PARIS — Rolling off “Hippocrates,” which world premiered at Cannes’ Critics’ Week to warm reviews, doctor-turned-filmmaker Thomas Lilti delves once again into the medical world with “Irreplaceable” (“Medicin de campagne”). Le Pacte will unveil the movie at the UniFrance Rendez-Vous in Paris. The social dramedy stars Francois Cluzet (“Intouchables”) as a devoted and revered countryside doctor whose life gets rocked by a middle-age woman who has come from the city hospital to earn her chops. Challenging each other with opposite views on medicine, the pair eventually bonds and learns from one another. Le Pacte has already scored a flurry of deals with Athena (Benelux), Caramel (Spain), Mantarraya (Mexico), Sky digi (Tawain), Filmcoopi (Switzerland).
Variety: It’s the second feature you’ve made that’s set in the medical world. What is it about doctors that triggers your inspiration so much?

_Data for analysis_.
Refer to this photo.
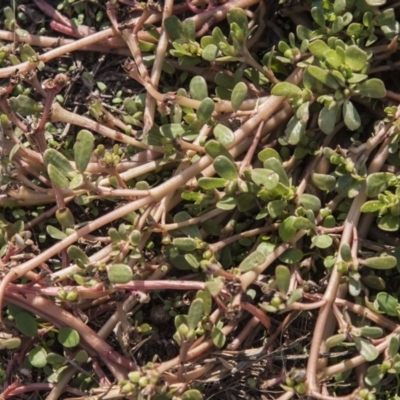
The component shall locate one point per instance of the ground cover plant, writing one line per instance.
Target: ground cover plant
(200, 199)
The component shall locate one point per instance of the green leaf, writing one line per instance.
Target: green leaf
(372, 206)
(224, 135)
(382, 262)
(174, 27)
(189, 29)
(83, 149)
(265, 177)
(225, 168)
(287, 229)
(205, 110)
(291, 256)
(239, 93)
(275, 165)
(366, 349)
(57, 177)
(345, 252)
(58, 160)
(215, 149)
(310, 202)
(327, 119)
(295, 130)
(198, 88)
(210, 52)
(75, 253)
(324, 182)
(318, 48)
(192, 230)
(212, 183)
(172, 131)
(253, 260)
(185, 244)
(227, 203)
(323, 76)
(68, 337)
(322, 241)
(350, 115)
(218, 337)
(373, 88)
(286, 89)
(389, 223)
(55, 233)
(214, 287)
(356, 58)
(386, 303)
(26, 323)
(195, 313)
(378, 182)
(282, 275)
(119, 273)
(38, 357)
(191, 394)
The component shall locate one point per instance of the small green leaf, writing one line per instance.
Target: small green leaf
(318, 48)
(322, 241)
(327, 119)
(68, 337)
(119, 273)
(83, 149)
(192, 394)
(287, 229)
(210, 52)
(345, 252)
(378, 182)
(372, 206)
(205, 110)
(350, 115)
(224, 135)
(227, 203)
(275, 165)
(55, 158)
(174, 27)
(265, 177)
(382, 262)
(198, 88)
(57, 177)
(253, 260)
(282, 274)
(172, 131)
(324, 182)
(356, 58)
(215, 149)
(291, 256)
(310, 202)
(225, 168)
(211, 183)
(26, 323)
(218, 337)
(323, 76)
(195, 313)
(239, 93)
(286, 89)
(55, 233)
(373, 88)
(387, 303)
(38, 357)
(192, 230)
(214, 287)
(366, 349)
(185, 244)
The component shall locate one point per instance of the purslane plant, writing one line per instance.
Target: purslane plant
(244, 154)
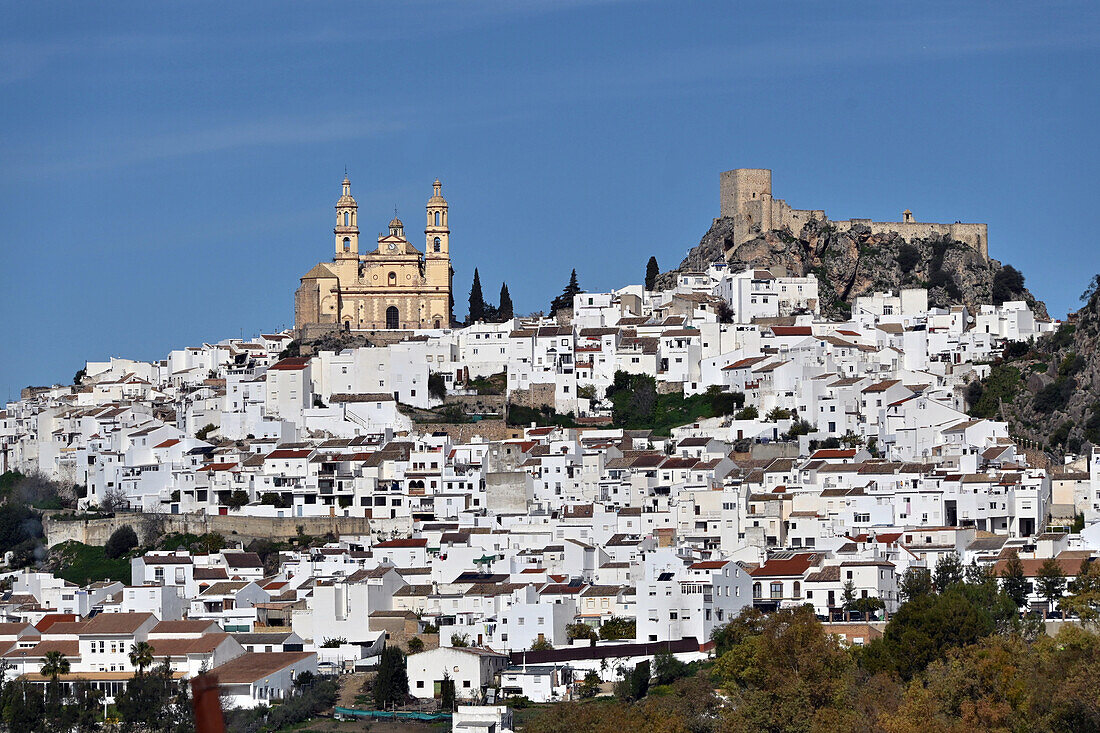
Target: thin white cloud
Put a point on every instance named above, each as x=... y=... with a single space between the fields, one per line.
x=123 y=152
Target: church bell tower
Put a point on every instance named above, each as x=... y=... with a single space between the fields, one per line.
x=347 y=229
x=438 y=230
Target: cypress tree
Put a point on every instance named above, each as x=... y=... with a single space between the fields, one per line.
x=565 y=299
x=504 y=312
x=1013 y=580
x=651 y=272
x=476 y=301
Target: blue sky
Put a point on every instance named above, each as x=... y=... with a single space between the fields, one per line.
x=167 y=171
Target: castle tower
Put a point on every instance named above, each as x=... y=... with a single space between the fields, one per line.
x=746 y=198
x=347 y=229
x=437 y=231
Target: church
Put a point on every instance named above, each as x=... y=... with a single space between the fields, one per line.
x=393 y=286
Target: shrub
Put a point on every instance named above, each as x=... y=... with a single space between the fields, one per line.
x=909 y=256
x=392 y=681
x=437 y=387
x=121 y=542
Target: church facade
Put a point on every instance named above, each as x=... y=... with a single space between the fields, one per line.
x=392 y=286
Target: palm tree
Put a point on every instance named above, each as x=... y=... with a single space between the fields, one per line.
x=141 y=656
x=55 y=666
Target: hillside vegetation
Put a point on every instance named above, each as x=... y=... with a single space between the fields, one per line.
x=856 y=262
x=1049 y=391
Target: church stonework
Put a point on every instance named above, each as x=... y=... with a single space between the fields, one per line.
x=393 y=286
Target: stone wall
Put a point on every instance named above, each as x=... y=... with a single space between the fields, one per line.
x=243 y=528
x=746 y=197
x=488 y=430
x=534 y=396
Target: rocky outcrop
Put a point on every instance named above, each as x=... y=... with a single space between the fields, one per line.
x=1049 y=392
x=856 y=262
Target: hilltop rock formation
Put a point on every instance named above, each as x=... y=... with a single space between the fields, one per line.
x=1049 y=392
x=856 y=262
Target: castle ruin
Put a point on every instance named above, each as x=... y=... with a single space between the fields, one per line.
x=746 y=198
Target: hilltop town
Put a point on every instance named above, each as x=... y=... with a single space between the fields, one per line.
x=535 y=506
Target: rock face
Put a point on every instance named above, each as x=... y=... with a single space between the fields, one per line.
x=856 y=262
x=1056 y=397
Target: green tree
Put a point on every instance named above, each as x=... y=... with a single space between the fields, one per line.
x=948 y=571
x=83 y=714
x=437 y=385
x=783 y=673
x=635 y=682
x=564 y=302
x=580 y=630
x=149 y=701
x=238 y=499
x=848 y=595
x=54 y=666
x=915 y=583
x=1051 y=581
x=1013 y=581
x=1008 y=284
x=589 y=687
x=618 y=627
x=668 y=669
x=923 y=628
x=651 y=272
x=447 y=692
x=141 y=656
x=505 y=312
x=24 y=708
x=121 y=542
x=1085 y=589
x=476 y=301
x=392 y=681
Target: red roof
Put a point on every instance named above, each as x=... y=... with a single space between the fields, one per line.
x=219 y=467
x=835 y=452
x=52 y=619
x=292 y=364
x=289 y=452
x=745 y=362
x=792 y=566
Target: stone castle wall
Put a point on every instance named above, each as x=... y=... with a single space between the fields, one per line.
x=746 y=197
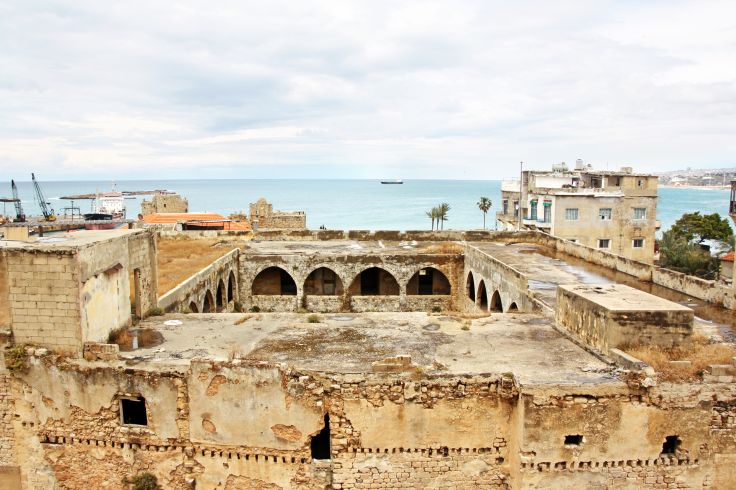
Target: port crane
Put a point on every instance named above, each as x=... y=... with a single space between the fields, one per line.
x=48 y=212
x=19 y=214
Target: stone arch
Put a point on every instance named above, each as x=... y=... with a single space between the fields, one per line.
x=428 y=281
x=323 y=281
x=220 y=297
x=209 y=302
x=470 y=286
x=374 y=281
x=274 y=281
x=496 y=303
x=482 y=295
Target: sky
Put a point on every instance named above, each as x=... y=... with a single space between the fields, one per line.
x=371 y=89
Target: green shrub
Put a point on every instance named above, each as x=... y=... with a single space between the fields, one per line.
x=16 y=359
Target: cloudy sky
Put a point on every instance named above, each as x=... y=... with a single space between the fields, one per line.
x=457 y=89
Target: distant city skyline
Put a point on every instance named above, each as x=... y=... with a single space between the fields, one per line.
x=334 y=89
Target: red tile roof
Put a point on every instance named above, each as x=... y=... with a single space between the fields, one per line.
x=216 y=219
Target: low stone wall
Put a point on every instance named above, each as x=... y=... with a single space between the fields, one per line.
x=710 y=291
x=266 y=302
x=324 y=304
x=360 y=304
x=196 y=286
x=428 y=302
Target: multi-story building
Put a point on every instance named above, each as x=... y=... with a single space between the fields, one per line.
x=613 y=211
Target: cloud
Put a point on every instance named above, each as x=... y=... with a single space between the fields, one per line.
x=421 y=89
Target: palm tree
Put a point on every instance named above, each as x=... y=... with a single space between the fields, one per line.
x=484 y=204
x=442 y=210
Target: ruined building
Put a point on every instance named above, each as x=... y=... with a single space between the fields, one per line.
x=169 y=202
x=262 y=216
x=350 y=360
x=613 y=211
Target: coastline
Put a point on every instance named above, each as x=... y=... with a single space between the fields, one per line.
x=695 y=187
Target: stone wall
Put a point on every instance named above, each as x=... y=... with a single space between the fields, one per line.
x=165 y=203
x=511 y=285
x=222 y=274
x=400 y=268
x=244 y=424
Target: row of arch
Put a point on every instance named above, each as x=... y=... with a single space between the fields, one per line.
x=373 y=281
x=225 y=293
x=478 y=294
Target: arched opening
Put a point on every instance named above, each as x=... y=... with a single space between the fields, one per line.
x=374 y=282
x=231 y=287
x=220 y=298
x=496 y=304
x=428 y=281
x=470 y=287
x=323 y=282
x=209 y=302
x=320 y=444
x=274 y=281
x=482 y=296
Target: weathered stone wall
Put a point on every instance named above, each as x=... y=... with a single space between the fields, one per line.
x=222 y=274
x=511 y=285
x=248 y=425
x=44 y=297
x=400 y=268
x=165 y=203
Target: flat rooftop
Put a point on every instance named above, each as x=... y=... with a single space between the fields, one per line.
x=352 y=247
x=524 y=344
x=619 y=297
x=67 y=240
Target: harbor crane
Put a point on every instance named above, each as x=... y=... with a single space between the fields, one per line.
x=48 y=212
x=20 y=216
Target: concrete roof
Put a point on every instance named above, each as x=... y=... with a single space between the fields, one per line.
x=351 y=247
x=69 y=240
x=524 y=344
x=620 y=297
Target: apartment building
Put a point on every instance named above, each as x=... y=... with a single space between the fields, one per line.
x=610 y=210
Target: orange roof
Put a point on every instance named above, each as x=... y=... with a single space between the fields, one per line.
x=173 y=218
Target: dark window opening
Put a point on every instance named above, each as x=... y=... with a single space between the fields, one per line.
x=574 y=440
x=369 y=282
x=470 y=284
x=426 y=281
x=671 y=445
x=288 y=286
x=496 y=304
x=320 y=444
x=133 y=411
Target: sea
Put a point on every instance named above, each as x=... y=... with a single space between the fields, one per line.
x=343 y=204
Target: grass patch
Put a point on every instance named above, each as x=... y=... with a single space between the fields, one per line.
x=181 y=257
x=701 y=354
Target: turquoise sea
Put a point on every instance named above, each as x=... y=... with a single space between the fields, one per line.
x=347 y=204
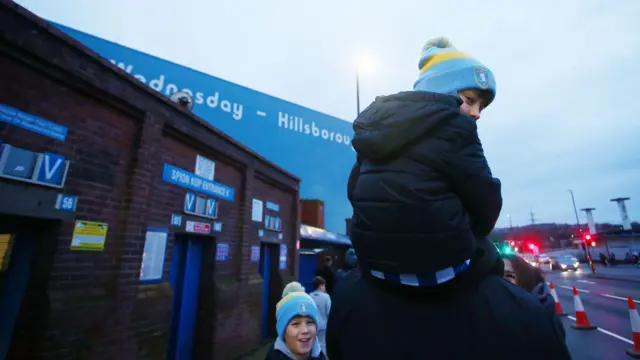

_Required work_.
• a. Reproduce the article about "Irreplaceable" from "PARIS — Rolling" up to and including "(Tawain), Filmcoopi (Switzerland).".
• b. Do these statements agree with the article about "Irreplaceable"? Answer yes or no for each and quote the words that decide it. (i) "Irreplaceable" is the first feature Thomas Lilti has set in the medical world. (ii) Francois Cluzet plays a countryside doctor. (iii) Le Pacte will unveil the movie at Cannes.
• c. According to the article about "Irreplaceable," where did "Hippocrates" have its world premiere?

_List of solutions_.
• a.
PARIS — Rolling off “Hippocrates,” which world premiered at Cannes’ Critics’ Week to warm reviews, doctor-turned-filmmaker Thomas Lilti delves once again into the medical world with “Irreplaceable” (“Medicin de campagne”). Le Pacte will unveil the movie at the UniFrance Rendez-Vous in Paris. The social dramedy stars Francois Cluzet (“Intouchables”) as a devoted and revered countryside doctor whose life gets rocked by a middle-age woman who has come from the city hospital to earn her chops. Challenging each other with opposite views on medicine, the pair eventually bonds and learns from one another. Le Pacte has already scored a flurry of deals with Athena (Benelux), Caramel (Spain), Mantarraya (Mexico), Sky digi (Tawain), Filmcoopi (Switzerland).

• b.
(i) No: "It’s the second feature you’ve made that’s set in the medical world."
(ii) Yes: "stars Francois Cluzet (“Intouchables”) as a devoted and revered countryside doctor"
(iii) No: "Le Pacte will unveil the movie at the UniFrance Rendez-Vous in Paris."

• c. At Cannes’ Critics’ Week.